**Exercise task**
Please identify each line in the records below that contains the word "locate", and copy those lines.

== Records supplied

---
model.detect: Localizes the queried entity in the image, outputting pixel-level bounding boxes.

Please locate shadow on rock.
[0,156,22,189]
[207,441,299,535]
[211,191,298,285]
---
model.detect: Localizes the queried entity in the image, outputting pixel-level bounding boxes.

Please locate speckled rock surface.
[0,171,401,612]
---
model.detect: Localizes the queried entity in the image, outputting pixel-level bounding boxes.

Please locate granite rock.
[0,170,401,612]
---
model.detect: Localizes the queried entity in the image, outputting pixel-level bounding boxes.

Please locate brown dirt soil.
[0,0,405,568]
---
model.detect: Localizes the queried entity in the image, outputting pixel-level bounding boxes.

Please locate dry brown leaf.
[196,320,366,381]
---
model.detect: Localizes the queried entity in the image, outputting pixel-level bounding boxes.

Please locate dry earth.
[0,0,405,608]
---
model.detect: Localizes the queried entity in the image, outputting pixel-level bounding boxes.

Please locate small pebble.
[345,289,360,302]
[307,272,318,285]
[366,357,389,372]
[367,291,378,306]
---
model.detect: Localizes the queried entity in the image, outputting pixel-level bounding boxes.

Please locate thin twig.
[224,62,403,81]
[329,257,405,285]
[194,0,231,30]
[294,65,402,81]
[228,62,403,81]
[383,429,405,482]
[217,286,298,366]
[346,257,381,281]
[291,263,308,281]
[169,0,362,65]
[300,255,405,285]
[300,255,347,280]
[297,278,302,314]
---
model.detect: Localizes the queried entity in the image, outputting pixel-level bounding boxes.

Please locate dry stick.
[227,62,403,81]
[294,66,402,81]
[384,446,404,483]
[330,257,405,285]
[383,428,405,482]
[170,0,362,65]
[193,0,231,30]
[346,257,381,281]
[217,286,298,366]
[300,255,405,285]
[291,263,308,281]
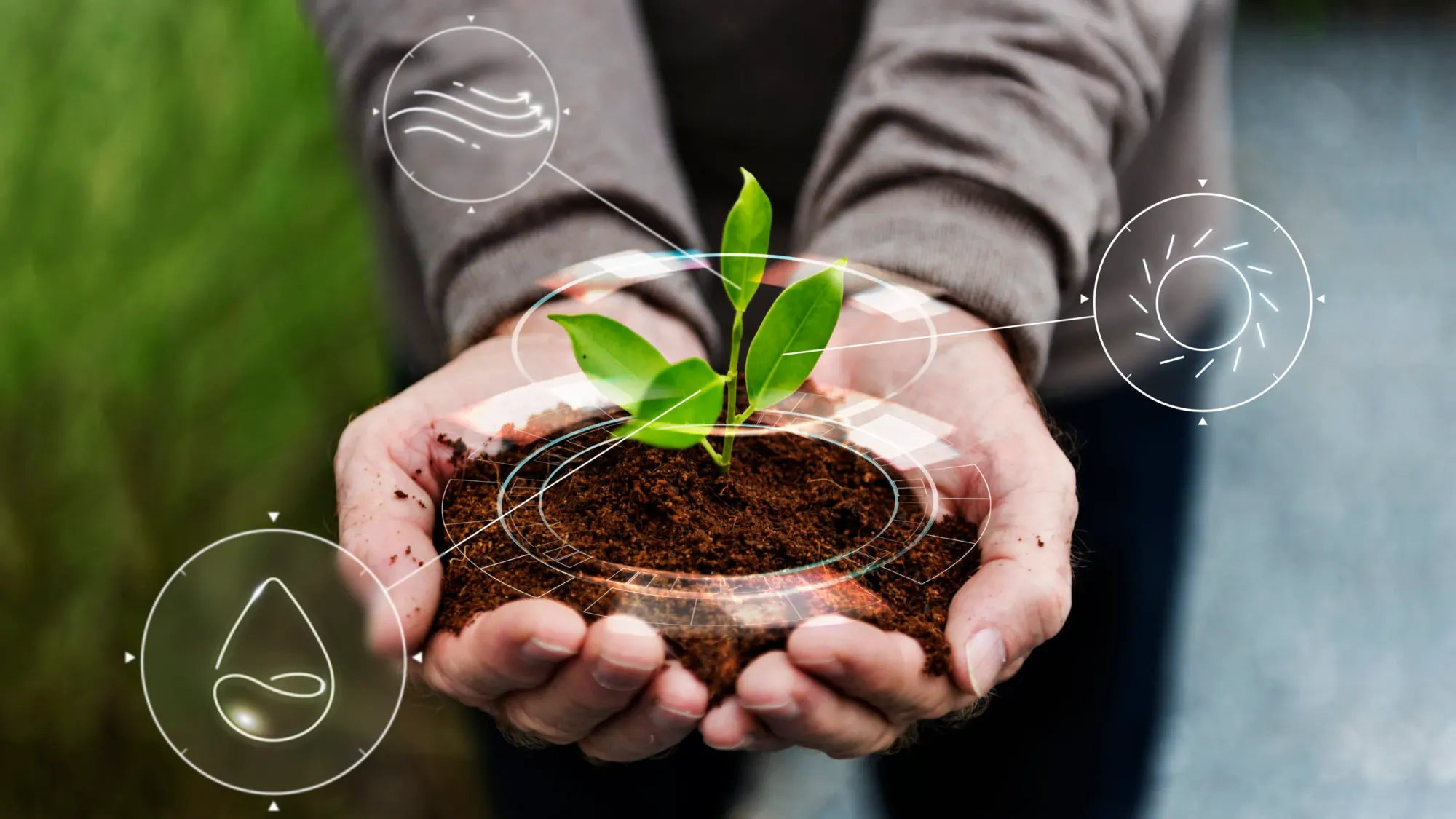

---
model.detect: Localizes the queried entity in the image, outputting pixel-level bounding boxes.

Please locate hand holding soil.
[335,294,708,759]
[699,294,1077,756]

====

**Answer to this exercise**
Please locate shadow on rock.
Please locate speckled rock surface.
Please locate granite rock.
Please locate brown dirt soil.
Please locate dry brown leaf.
Please locate dry earth.
Please locate small pebble.
Please locate thin twig.
Please locate dry stick.
Please locate hand holding soil.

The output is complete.